• TEXT SECTION:
+++
This won't hurt

Children hide pain merely to avoid an injection, a study reveals

 
Published: Friday 31 October 1997

-- (Credit: Sanjay ghosh) researchers say that more than 40 per cent of patients with chronic pain are misdiagnosed. It affects men and women equally and is undertreated in children, according to reports presented at a seminar of the American Medical Association (ama) held in New York recently (British Medical Journal , Vol 315, No 7102).

Neil Schechter, director of the department of behavioural and developmental psychology and his colleagues at St Francis hospital, Hartford, Connecticut, have designed a programme that can easily be duplicated with no additional expenditure. While conducting the study, they found that there was no uniform method to determine the level of discomfort experienced by children, no place to record the information and no agreement on which medications could be given to relieve pain. Some doctors were using inappropriate pain-relieving methods such as injecting a drug called Demerol that led to several complications in children (Pediatrics , Vol 99, No 6).

Most of the children did not divulge pain caused by a disease and surgery just to avoid an injection. Several children were found to be suffering from pain that was mainly due to bad planning. For instance, drawing out blood for multiple purposes was never coordinated that resulted in multiple pricking with needles. To streamline the system, the researchers have devised standardised procedures for assessing pain, and its relief. The method expects nurses to ask children of eight years and older to rate their pain on a 1-10 scale where 10 being the level of worst pain.

According to them, severe post-operative pain should be treated with continuous infusion of morphine or other opiods rather than weak drugs or intramuscular injections. When they have to be pricked with needles, a suitable anaesthetic should be used.

Schechter's 'ouchless' pain management programme prohibits doctors to ask for tests without adequate reasons. The programme also emphasises on parental involvement with children all the time. Parents should be taught to help take the edge off their children's pain and anxiety through games and story telling.
+++
• PROBLEM STATEMENT: In the article on children hiding pain, what scale are nurses expected to use when asking children aged eight and older to rate their pain?

• Referring expression pointing data:
+++
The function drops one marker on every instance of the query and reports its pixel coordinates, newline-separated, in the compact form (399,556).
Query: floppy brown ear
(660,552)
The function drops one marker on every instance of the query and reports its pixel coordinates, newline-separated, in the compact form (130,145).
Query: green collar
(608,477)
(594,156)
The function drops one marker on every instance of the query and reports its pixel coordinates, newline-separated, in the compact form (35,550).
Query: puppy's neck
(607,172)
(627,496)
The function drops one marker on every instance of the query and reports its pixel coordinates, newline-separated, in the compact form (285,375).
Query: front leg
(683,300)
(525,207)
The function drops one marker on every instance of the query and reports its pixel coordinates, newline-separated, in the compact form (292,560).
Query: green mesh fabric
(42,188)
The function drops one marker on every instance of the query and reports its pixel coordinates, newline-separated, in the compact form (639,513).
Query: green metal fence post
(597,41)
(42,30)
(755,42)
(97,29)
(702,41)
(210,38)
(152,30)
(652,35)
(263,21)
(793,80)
+++
• RESPONSE BELOW: A 1-10 scale, with 10 being the worst pain.